Task directions => Summarize the text about NK's savings groups in three sentences.

* START Text shown *

NK provides no financial or material resources to the groups. NK sees microcredit loans as fostering dependency, and amounting to another kind of exploitation akin to money lending, where people pay high interest, get into debt, and usually fail to prosper. Instead, group members themselves pool savings, each individual contributing one or two taka a week (about one or two pence), although savings may stop in times of hardship. With this money they undertaking collective economic enterprises, most often buying or leasing land for agriculture or undertaking small business. Savings are also used for fisheries, livestock, rickshaws, or to lend to group members in times of need. Enterprises may be undertaken by one group, or several groups together, and are managed by committees selected by group members. One male group member in Shaghata described their position as agricultural labourers: ‘We are creators of wealth but have no control over it’. Through collective enterprises they regain control and reap the benefits of the wealth they produce.
In one year a total of 578 groups undertook new joint economic activities and earned a profit totalling over 4 million taka (Annual Report 2002-2003). However, of these 578 groups, 356 were male and 222 female. Women’s groups savings and group economic activities are smaller and fewer than those of men’s groups. Women’s groups are less inclined to buy land, but NK is encouraging them to do so.
3.6 Participating in local government, the nation and the world
NK sees local, national and global exploitation as linked, such as the growing strength of the Muslim fundamentalists locally feeding off imperialist actions globally. NK allies with global campaigns for example against the export shrimp market.
In training and meetings group members discuss national and international issues which affect them, sometimes looking at a particular news item brought by a literate member of the group or NK staff. To build a larger awareness group members celebrate a number of local, national and international days. National days include those celebrating Bengali language, independence day, commemorating a minority woman who died in the struggle for independence against the British, commemorating a national woman’s rights activist Rokeya Sakhawat Hossain4. International days include international women’s day, and international labour day. Through learning about the history of such celebrations, group members come to see themselves as engaged with and having a right to participate in and claim their due from the nation and the world. This engagement with the public realm and national and international affairs is particularly new for women.
Group members encourage each other to stand for local elections. In local government elections at union level from 2002-2003 111 male group members, and 77 female group members contested elections, of which 44 men and 40 women were elected (annual report 2002-2003). In one year a total of 387 group members, 338 men and 49 women were elected to 179 school management committees (annual report 2002-2003). These posts are important in that school management committees can ensure access to school for poor children. Although fewer women than men are elected, the number has increased since the previous rounds of elections.

* END Text shown *
* START Supplied material *

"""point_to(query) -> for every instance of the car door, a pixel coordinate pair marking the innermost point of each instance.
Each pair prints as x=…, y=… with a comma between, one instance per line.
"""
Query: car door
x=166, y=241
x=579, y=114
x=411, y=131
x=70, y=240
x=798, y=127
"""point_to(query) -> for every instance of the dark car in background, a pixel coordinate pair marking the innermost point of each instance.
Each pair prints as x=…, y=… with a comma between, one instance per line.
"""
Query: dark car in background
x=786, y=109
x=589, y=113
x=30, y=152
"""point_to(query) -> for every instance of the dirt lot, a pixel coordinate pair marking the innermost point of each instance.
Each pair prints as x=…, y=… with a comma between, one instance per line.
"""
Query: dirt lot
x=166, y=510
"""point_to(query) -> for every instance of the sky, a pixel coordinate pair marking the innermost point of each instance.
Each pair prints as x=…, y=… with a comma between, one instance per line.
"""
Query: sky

* END Supplied material *

Result below => NK gives the groups no financial or material resources and sees microcredit as fostering dependency. Instead, members pool small weekly savings to run collective enterprises such as farming bought or leased land or small businesses, managed by committees they select, though women's groups save less and undertake fewer and smaller activities than men's groups. Members also discuss national and international issues, celebrate local, national and international days, and stand for local elections and school management committees, where the number of women elected has increased since previous rounds.